Material provided =
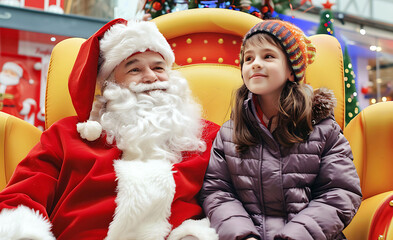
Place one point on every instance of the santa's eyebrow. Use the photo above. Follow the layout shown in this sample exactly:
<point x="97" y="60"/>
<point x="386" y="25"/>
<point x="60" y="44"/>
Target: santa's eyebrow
<point x="131" y="62"/>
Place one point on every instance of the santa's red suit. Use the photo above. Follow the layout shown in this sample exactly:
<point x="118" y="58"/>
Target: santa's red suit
<point x="59" y="174"/>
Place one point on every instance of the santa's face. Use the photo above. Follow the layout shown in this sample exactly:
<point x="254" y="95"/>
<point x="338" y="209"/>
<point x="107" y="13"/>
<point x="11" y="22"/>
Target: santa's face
<point x="146" y="67"/>
<point x="9" y="77"/>
<point x="156" y="124"/>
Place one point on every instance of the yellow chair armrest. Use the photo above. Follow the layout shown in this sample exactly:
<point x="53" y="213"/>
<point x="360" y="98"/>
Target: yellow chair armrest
<point x="363" y="224"/>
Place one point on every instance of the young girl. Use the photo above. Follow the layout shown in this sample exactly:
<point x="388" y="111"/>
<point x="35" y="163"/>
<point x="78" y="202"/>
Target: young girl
<point x="280" y="168"/>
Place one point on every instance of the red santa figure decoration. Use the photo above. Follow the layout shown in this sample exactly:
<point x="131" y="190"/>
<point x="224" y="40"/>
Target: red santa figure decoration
<point x="12" y="100"/>
<point x="130" y="165"/>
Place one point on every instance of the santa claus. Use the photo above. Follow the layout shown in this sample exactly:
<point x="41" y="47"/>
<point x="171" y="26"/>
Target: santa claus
<point x="12" y="100"/>
<point x="130" y="164"/>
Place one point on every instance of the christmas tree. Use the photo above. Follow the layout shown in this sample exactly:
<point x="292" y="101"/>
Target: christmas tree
<point x="326" y="23"/>
<point x="351" y="99"/>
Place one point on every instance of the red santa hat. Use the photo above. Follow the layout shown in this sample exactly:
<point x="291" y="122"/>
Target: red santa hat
<point x="13" y="67"/>
<point x="107" y="48"/>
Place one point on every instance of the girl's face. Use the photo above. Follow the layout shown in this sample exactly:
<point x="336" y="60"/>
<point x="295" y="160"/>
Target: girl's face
<point x="265" y="69"/>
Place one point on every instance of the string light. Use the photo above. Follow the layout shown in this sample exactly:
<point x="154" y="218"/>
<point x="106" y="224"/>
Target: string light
<point x="362" y="30"/>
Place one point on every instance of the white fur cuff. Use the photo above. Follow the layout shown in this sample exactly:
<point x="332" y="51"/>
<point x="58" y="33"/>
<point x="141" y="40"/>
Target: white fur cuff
<point x="24" y="223"/>
<point x="198" y="228"/>
<point x="89" y="130"/>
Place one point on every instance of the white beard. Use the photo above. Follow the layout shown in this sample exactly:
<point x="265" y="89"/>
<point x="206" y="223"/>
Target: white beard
<point x="151" y="126"/>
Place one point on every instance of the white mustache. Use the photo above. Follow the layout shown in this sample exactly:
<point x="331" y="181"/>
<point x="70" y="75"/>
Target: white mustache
<point x="144" y="87"/>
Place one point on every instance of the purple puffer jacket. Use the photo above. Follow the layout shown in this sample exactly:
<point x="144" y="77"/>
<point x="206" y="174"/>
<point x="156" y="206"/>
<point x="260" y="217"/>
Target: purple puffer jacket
<point x="311" y="191"/>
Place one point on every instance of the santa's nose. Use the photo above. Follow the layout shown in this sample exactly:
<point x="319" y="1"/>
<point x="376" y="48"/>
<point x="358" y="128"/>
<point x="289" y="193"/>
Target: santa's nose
<point x="149" y="76"/>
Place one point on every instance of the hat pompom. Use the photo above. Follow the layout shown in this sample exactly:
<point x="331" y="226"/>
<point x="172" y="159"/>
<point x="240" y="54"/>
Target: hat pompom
<point x="89" y="130"/>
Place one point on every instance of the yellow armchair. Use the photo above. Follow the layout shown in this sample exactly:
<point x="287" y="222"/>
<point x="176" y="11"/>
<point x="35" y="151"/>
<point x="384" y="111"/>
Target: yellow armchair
<point x="370" y="135"/>
<point x="17" y="137"/>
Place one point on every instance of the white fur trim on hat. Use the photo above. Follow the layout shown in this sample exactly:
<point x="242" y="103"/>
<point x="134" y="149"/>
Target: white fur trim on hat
<point x="198" y="228"/>
<point x="121" y="41"/>
<point x="24" y="223"/>
<point x="14" y="67"/>
<point x="89" y="130"/>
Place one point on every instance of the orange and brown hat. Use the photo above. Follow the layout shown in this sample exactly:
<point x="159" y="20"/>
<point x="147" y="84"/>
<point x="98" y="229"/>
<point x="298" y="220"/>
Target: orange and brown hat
<point x="298" y="48"/>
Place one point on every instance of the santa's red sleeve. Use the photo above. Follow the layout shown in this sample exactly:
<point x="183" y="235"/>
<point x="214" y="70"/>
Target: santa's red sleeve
<point x="31" y="191"/>
<point x="187" y="216"/>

Work instruction = Your reply must contain each entry exactly as written and no pictures.

Exercise solution =
Place one point on every instance of the santa's eyebrow. Use the photo above. Follow the layout shown in this sample exactly:
<point x="97" y="60"/>
<point x="386" y="25"/>
<point x="60" y="44"/>
Target: santa's eyebrow
<point x="131" y="62"/>
Place one point on every instance of the santa's red suit. Use the photo above. Follow the layout shown in this sample exactly:
<point x="118" y="58"/>
Target: santa's red suit
<point x="59" y="174"/>
Place one point on every instance of the santa's face. Use the photo above. Follow the layout shown in this sample exactly:
<point x="254" y="95"/>
<point x="338" y="209"/>
<point x="107" y="13"/>
<point x="11" y="22"/>
Target: santa's face
<point x="146" y="67"/>
<point x="9" y="77"/>
<point x="156" y="124"/>
Place one point on every instance of the yellow chair armrest. Use the photo above. Follow the layout shown in this sample exactly:
<point x="53" y="213"/>
<point x="360" y="98"/>
Target: yellow chair armrest
<point x="363" y="224"/>
Place one point on every instance of the young girl. Use the photo above. Follow the layout shown in this sample exactly:
<point x="388" y="111"/>
<point x="35" y="163"/>
<point x="78" y="202"/>
Target: young girl
<point x="280" y="168"/>
Place one point on every instance of the red santa figure decoration. Use the photo above. Follow the layout shown in this sample exactly:
<point x="131" y="190"/>
<point x="224" y="40"/>
Target: red santa figure decoration
<point x="12" y="100"/>
<point x="130" y="165"/>
Place one point on every instance of the santa claus. Use the photo above. Follow the layout shown in this sample exactly:
<point x="41" y="47"/>
<point x="171" y="26"/>
Target: santa claus
<point x="12" y="100"/>
<point x="130" y="164"/>
Place one point on every instance of the christmas tree. Use the photo above. Follow the layout shown in this sample exactly:
<point x="292" y="101"/>
Target: christmas tree
<point x="326" y="23"/>
<point x="351" y="99"/>
Place one point on every instance of the red santa hat. Use the photo above. Follow the layout shown in this sample exactly:
<point x="291" y="122"/>
Target: red santa hat
<point x="13" y="67"/>
<point x="107" y="48"/>
Place one point on every instance of the girl's face. Use the photo above. Follow the layout shown in this sample exactly:
<point x="336" y="60"/>
<point x="295" y="160"/>
Target: girl's face
<point x="265" y="69"/>
Place one point on every instance of the string light. Use the photo above. Follow the layout shown in this sample exactly:
<point x="154" y="218"/>
<point x="106" y="224"/>
Target: string light
<point x="362" y="30"/>
Place one point on every instance of the white fur cuff. Use the photo above. Follow the layout shown in this sample exactly:
<point x="332" y="51"/>
<point x="58" y="33"/>
<point x="141" y="40"/>
Target: white fur cuff
<point x="24" y="223"/>
<point x="198" y="228"/>
<point x="89" y="130"/>
Place one point on every instance of the white beard. Use the photo above. Follow the layout shown in this sample exactly:
<point x="265" y="89"/>
<point x="206" y="223"/>
Target: white beard
<point x="151" y="126"/>
Place one point on every instance of the white mustache. Use the photo above. Follow the layout shown in this sample exactly:
<point x="331" y="181"/>
<point x="70" y="75"/>
Target: white mustache
<point x="144" y="87"/>
Place one point on every instance of the purple puffer jacket. Use the photo above. Follow the layout shown in this sample exactly:
<point x="144" y="77"/>
<point x="206" y="174"/>
<point x="156" y="206"/>
<point x="260" y="217"/>
Target: purple puffer jacket
<point x="311" y="191"/>
Place one point on every instance of the santa's nose. Use the photo above. Follow the layout shown in this sample exactly:
<point x="319" y="1"/>
<point x="376" y="48"/>
<point x="358" y="128"/>
<point x="289" y="193"/>
Target: santa's nose
<point x="149" y="76"/>
Place one point on every instance of the hat pompom. Use the photo above. Follow the layout shown in this sample exactly:
<point x="331" y="226"/>
<point x="172" y="159"/>
<point x="240" y="54"/>
Target: hat pompom
<point x="89" y="130"/>
Place one point on every instance of the yellow armchair. Use the photo above. Follow the layout shown in this sample exactly:
<point x="287" y="222"/>
<point x="176" y="11"/>
<point x="35" y="151"/>
<point x="384" y="111"/>
Target: yellow armchair
<point x="370" y="135"/>
<point x="17" y="137"/>
Place one point on every instance of the white fur trim on hat. Use the photo above. Follow the layout shown in this sample exactly:
<point x="242" y="103"/>
<point x="134" y="149"/>
Target: white fur trim on hat
<point x="198" y="228"/>
<point x="121" y="41"/>
<point x="24" y="223"/>
<point x="14" y="67"/>
<point x="89" y="130"/>
Place one point on every instance of the orange and brown hat. Use the photo above. Follow the layout shown in this sample exactly:
<point x="159" y="20"/>
<point x="147" y="84"/>
<point x="98" y="229"/>
<point x="298" y="220"/>
Target: orange and brown hat
<point x="298" y="48"/>
Place one point on every instance of the santa's red sleeve. Use the photo above. Follow the layout shown in this sample exactly:
<point x="183" y="235"/>
<point x="214" y="70"/>
Target: santa's red sleeve
<point x="31" y="191"/>
<point x="187" y="216"/>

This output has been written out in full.